BEGIN Given records
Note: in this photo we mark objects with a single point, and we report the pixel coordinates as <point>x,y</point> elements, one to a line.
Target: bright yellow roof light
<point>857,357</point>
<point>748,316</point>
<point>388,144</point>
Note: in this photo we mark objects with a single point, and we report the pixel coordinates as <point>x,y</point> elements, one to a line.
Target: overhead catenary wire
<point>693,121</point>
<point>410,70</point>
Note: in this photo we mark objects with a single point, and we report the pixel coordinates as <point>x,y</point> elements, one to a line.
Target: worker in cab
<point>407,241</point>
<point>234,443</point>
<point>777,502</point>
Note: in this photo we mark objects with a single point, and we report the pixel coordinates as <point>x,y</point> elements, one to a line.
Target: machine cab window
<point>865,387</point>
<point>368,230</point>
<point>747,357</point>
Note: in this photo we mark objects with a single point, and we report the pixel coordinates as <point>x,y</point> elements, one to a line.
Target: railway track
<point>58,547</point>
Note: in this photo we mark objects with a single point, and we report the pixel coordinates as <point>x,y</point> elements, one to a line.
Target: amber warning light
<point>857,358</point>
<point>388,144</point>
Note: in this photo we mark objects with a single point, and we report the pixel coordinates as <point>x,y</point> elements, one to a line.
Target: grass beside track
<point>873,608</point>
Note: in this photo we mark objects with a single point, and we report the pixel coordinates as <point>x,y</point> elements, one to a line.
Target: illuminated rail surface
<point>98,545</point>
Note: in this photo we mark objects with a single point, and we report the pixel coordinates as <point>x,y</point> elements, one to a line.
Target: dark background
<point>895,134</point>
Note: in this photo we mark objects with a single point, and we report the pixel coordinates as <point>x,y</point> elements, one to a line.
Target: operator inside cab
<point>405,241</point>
END Given records
### Aim of the task
Go through the listing and print each line exactly as it appears.

### Complete answer
Note: in this photo we mark objects with a single point, and we report the pixel coordinates as <point>x,y</point> elements, one to a line.
Target: bright yellow roof light
<point>857,357</point>
<point>748,316</point>
<point>388,144</point>
Note: in this photo we mark objects with a single point, and we report the pixel coordinates as <point>x,y</point> elements, one to a line.
Target: overhead catenary wire
<point>693,121</point>
<point>410,70</point>
Note: in this photo we mark objects with a single point, and we report the pixel coordinates as <point>x,y</point> elements, one to a line.
Target: worker in cab
<point>407,241</point>
<point>234,443</point>
<point>777,502</point>
Note: in this photo we mark objects with a single point, and we report the pixel coordinates as <point>x,y</point> elements, one to a line.
Target: machine cab window
<point>865,387</point>
<point>368,230</point>
<point>747,357</point>
Note: in this photo we mark objects with a single point, and we report the pixel coordinates as <point>x,y</point> elements, one to a line.
Target: railway track
<point>58,547</point>
Note: in this photo we mark objects with a single point, and we report the pixel coordinates as <point>x,y</point> elements, one to a line.
Target: amber warning light
<point>857,358</point>
<point>388,144</point>
Note: in this photo we mark objects with a single point, and we report the pixel coordinates as <point>x,y</point> elements, one to a line.
Target: grass beside track
<point>873,608</point>
Note: in this photo we mark objects with a single point, and we report the pixel coordinates as <point>x,y</point> elements, one to a line.
Target: illuminated rail surface
<point>98,545</point>
Note: in this photo we mark objects with a single point, and we report the pixel coordinates as <point>x,y</point> elements, one to a line.
Target: dark background
<point>895,134</point>
Note: in this photo we mark objects with a single point, and we report the pixel coordinates as <point>x,y</point> elements, one to a line.
Target: operator inside cab
<point>405,241</point>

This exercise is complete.